YOUR INSTRUCTIONS —
Out of the entries that follow, copy each line containing "headlight".

** Opening RECORDS FOR THIS TASK block **

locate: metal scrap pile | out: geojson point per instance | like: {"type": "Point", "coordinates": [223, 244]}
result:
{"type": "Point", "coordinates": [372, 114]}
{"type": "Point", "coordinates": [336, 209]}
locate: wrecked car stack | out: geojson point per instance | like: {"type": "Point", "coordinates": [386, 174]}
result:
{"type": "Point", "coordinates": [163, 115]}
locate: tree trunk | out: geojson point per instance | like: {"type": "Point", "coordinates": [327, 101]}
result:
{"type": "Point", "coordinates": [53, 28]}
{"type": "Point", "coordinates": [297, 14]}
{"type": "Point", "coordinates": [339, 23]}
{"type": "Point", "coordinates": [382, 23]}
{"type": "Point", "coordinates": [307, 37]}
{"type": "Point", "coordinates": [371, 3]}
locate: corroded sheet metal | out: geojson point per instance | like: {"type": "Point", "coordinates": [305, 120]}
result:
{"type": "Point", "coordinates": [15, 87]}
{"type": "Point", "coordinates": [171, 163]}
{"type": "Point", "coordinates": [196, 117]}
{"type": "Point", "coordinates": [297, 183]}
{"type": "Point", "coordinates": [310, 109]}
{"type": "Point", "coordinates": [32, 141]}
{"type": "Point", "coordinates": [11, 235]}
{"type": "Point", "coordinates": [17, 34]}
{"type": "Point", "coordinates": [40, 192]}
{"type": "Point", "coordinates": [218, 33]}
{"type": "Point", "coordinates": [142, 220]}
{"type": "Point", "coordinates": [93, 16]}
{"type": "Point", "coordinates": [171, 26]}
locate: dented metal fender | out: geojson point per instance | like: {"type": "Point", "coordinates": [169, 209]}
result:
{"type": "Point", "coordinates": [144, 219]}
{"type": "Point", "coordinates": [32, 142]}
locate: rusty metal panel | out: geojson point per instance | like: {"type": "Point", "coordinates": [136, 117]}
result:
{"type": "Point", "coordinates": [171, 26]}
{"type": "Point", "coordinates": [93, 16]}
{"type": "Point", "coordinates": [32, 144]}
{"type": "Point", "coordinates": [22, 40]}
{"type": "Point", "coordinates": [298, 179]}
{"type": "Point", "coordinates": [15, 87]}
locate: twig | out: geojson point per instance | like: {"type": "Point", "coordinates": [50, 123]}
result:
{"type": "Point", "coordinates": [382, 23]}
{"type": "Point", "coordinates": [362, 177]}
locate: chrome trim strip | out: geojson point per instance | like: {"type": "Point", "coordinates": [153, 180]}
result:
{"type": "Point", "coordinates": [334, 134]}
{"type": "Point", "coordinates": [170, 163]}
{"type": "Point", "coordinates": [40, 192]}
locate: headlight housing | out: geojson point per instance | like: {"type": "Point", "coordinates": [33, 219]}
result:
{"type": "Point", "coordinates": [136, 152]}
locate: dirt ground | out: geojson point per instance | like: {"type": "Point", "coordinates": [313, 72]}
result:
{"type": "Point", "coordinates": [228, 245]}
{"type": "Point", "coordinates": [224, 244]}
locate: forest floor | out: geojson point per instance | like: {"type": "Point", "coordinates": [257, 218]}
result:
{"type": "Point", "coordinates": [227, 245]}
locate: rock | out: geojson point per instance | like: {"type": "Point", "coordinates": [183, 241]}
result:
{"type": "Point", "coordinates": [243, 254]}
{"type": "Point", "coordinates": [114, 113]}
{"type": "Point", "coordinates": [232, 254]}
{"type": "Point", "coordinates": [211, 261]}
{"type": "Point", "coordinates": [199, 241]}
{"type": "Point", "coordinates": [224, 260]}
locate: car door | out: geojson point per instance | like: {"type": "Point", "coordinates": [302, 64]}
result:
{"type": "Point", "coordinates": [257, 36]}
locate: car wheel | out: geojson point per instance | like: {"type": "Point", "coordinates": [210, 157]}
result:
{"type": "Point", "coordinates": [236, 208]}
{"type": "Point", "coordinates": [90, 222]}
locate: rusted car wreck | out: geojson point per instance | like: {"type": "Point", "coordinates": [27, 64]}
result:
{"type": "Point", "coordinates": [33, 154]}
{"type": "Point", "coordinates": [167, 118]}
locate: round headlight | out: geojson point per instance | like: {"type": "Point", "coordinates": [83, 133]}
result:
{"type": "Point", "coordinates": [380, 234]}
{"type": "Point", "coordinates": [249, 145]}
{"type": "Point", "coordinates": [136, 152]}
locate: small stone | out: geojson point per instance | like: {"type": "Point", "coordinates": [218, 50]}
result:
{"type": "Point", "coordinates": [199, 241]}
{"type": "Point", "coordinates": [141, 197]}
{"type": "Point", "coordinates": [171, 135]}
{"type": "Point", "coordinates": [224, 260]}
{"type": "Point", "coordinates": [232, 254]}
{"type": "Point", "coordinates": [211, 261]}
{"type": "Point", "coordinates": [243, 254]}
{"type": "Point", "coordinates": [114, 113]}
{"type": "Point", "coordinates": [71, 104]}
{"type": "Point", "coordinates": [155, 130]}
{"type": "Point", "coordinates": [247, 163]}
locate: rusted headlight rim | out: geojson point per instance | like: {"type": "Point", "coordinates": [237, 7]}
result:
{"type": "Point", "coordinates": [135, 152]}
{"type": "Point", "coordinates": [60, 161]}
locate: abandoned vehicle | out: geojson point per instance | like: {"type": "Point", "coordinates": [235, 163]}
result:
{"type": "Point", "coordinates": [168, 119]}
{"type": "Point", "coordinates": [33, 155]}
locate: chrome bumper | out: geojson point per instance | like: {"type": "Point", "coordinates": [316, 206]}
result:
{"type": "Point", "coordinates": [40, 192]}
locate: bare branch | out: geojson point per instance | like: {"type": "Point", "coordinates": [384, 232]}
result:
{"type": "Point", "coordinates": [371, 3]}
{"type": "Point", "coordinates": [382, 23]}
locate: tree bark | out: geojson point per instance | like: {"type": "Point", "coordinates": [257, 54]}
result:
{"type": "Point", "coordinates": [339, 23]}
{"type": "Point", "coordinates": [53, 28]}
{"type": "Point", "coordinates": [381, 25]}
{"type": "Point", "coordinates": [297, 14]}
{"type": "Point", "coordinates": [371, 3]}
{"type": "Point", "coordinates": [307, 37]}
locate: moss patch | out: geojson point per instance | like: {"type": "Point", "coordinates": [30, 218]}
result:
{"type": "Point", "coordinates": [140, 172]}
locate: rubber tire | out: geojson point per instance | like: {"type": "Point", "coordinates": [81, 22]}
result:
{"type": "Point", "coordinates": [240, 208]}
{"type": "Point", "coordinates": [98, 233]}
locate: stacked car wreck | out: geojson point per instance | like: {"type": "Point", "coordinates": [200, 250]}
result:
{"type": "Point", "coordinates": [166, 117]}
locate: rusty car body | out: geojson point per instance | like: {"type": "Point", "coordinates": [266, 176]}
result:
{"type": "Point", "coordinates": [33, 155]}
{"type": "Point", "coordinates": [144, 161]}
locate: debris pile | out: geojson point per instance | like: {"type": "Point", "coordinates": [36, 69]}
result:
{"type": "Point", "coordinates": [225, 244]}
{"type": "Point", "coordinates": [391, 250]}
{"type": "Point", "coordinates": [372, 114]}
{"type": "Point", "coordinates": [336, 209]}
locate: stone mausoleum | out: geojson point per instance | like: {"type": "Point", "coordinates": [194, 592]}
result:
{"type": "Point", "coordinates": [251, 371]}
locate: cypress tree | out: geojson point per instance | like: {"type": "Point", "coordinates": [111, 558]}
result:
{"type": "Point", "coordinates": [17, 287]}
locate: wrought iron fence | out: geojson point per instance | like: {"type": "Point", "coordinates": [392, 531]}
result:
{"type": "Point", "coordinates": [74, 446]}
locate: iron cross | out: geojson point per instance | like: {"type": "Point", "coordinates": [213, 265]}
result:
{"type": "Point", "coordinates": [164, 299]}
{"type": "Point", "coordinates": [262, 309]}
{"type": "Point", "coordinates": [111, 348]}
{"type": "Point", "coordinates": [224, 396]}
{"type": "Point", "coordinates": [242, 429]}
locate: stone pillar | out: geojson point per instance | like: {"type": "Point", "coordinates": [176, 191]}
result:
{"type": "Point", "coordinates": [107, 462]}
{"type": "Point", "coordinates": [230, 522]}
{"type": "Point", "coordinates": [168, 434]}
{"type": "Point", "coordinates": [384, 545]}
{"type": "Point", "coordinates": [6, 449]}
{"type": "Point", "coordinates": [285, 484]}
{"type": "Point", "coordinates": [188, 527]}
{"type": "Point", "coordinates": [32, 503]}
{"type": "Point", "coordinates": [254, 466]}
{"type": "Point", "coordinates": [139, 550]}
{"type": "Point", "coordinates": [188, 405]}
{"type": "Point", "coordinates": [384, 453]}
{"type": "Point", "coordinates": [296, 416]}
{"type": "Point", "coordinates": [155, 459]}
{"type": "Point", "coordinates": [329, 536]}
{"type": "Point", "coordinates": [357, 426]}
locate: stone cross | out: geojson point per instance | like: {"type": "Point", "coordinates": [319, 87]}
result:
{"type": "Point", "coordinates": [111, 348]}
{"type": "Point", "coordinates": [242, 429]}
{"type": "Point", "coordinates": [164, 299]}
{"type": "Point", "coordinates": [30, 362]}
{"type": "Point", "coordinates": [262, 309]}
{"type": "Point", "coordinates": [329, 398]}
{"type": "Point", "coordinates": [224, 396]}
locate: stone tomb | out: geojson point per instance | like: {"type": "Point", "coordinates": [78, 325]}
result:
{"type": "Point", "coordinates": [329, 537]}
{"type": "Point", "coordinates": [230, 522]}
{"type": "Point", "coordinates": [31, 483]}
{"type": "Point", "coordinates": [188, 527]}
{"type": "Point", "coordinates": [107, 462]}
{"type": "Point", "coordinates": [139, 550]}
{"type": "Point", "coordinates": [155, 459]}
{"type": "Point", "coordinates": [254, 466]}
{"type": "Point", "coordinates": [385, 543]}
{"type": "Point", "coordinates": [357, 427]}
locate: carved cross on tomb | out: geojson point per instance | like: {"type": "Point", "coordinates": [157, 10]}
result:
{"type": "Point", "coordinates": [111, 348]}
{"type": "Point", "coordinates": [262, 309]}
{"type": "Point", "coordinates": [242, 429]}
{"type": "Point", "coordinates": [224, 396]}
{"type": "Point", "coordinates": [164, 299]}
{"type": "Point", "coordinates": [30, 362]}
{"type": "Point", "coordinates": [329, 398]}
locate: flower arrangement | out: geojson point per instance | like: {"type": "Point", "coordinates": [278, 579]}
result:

** Closing RECORDS FOR THIS TASK block **

ANSWER FOR THE TASK —
locate: headlight housing | out: geojson point per instance | like: {"type": "Point", "coordinates": [33, 219]}
locate: round headlight | out: geojson point per instance | like: {"type": "Point", "coordinates": [83, 133]}
locate: rusted headlight rim | out: geojson point per instance | like: {"type": "Point", "coordinates": [237, 7]}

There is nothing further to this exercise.